═══ Input data

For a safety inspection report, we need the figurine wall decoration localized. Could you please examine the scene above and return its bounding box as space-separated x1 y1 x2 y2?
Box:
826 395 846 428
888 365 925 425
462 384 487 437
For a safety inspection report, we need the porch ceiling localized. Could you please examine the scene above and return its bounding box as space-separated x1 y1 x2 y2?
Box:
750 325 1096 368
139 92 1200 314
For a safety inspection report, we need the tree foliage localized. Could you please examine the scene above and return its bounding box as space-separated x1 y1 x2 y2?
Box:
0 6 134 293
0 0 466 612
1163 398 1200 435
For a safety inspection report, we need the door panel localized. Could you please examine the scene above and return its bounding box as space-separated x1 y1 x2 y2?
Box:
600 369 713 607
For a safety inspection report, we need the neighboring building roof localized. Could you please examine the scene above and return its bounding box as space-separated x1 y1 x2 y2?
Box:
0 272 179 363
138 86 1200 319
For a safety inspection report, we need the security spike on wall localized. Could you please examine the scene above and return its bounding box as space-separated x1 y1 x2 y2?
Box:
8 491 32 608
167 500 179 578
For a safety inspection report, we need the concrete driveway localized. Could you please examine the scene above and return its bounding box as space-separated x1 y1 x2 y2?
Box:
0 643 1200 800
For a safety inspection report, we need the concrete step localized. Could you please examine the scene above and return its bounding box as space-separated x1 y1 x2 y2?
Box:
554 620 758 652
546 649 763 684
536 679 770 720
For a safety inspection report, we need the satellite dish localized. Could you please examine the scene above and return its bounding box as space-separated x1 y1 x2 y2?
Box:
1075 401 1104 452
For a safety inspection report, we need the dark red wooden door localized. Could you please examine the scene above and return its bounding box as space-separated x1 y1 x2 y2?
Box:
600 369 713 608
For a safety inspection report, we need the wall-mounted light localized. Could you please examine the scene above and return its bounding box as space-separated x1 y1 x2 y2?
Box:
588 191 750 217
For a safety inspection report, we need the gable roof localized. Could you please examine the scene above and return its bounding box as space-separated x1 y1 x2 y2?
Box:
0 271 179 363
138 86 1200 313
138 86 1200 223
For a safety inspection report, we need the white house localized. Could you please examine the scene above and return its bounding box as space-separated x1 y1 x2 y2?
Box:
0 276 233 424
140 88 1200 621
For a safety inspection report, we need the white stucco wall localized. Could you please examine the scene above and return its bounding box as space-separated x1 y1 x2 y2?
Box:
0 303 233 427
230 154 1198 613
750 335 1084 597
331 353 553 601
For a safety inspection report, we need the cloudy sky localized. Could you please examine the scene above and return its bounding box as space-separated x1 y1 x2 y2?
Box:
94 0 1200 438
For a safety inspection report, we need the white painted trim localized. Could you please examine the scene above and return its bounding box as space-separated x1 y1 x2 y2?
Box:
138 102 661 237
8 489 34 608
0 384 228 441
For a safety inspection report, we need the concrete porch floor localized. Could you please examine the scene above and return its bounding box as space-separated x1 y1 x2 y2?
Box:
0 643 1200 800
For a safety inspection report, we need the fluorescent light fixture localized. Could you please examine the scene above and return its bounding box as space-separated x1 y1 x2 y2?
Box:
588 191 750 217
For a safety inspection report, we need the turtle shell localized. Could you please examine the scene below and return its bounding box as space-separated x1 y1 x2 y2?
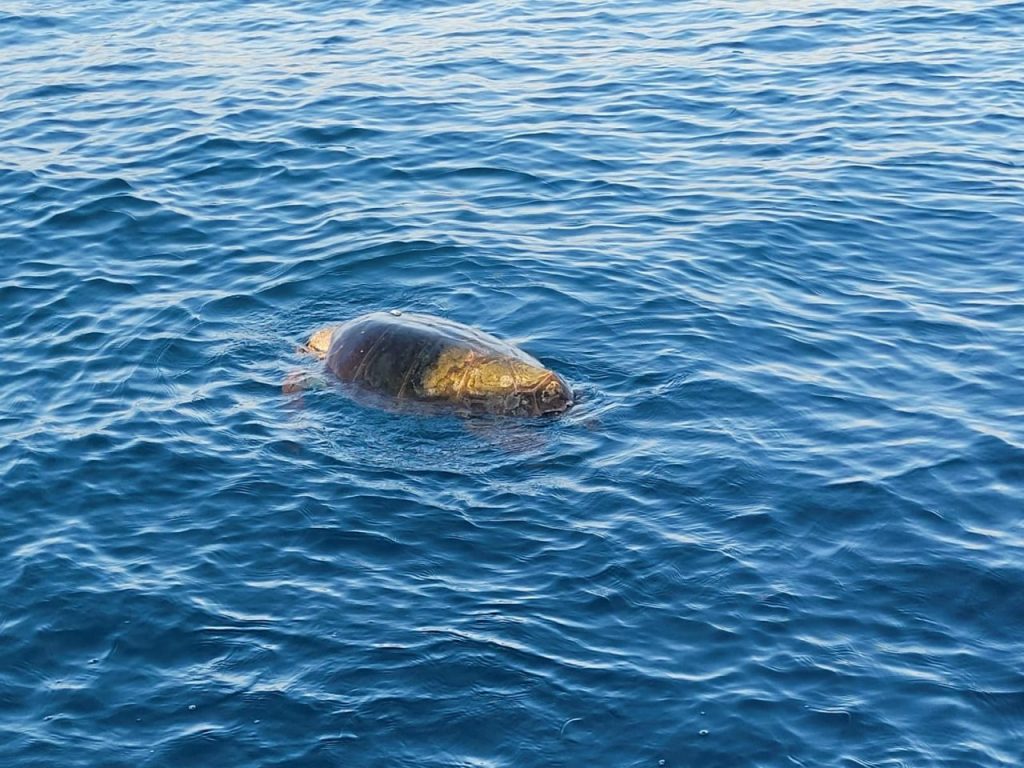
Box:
326 312 572 416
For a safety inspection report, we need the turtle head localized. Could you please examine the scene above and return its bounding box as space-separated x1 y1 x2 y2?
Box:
302 326 338 358
535 371 572 416
519 368 572 416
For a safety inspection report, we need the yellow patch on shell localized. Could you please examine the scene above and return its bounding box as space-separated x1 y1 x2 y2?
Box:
422 347 548 399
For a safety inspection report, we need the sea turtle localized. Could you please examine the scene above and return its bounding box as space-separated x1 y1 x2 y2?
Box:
292 311 572 416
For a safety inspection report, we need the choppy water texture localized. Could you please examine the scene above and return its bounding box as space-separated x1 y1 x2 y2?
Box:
0 0 1024 768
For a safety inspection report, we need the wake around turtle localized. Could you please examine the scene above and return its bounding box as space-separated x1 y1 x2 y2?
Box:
294 311 572 416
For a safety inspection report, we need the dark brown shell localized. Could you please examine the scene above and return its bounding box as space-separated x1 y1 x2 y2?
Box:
326 312 572 416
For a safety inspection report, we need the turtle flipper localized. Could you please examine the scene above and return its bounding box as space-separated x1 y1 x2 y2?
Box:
281 371 327 395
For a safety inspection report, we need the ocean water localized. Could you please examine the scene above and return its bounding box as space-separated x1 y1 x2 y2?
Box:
0 0 1024 768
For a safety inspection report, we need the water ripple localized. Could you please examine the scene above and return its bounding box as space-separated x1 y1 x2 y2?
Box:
0 0 1024 768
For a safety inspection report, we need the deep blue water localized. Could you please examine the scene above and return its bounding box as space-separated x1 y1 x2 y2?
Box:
0 0 1024 768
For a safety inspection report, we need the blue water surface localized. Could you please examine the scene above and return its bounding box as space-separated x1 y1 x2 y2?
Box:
0 0 1024 768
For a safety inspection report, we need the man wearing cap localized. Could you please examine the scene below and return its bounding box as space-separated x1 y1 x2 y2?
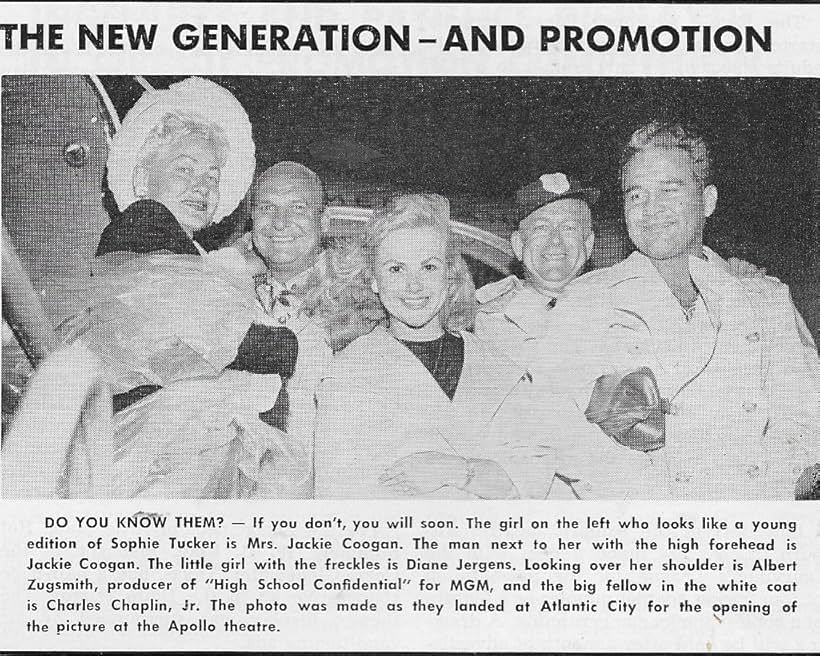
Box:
475 173 599 367
533 122 820 500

══════

Given instruction: Reproduce everything from the start of the data down through the line containing "1163 398 1200 435", with "safety inspection report" renamed to "site survey report" and nothing else altered.

Exercise solution:
For a site survey report, we need the figurine wall decoration localized. Could you please examine the scene above and return its bounding box as space-separated x1 y1 x2 y2?
Box:
826 395 846 428
888 365 925 425
462 384 487 437
For a site survey report, we need the porch ceiling localized. Could you please examine the scene above and return its bounding box as space-separated x1 y1 x2 y2?
Box:
750 325 1096 368
139 92 1200 314
For a site survey report, we need the tree foliage localized. Could you please examine the scene above and return its bounding box as space-separated x1 y1 x2 y2?
Box:
0 6 134 293
0 0 466 612
1163 398 1200 435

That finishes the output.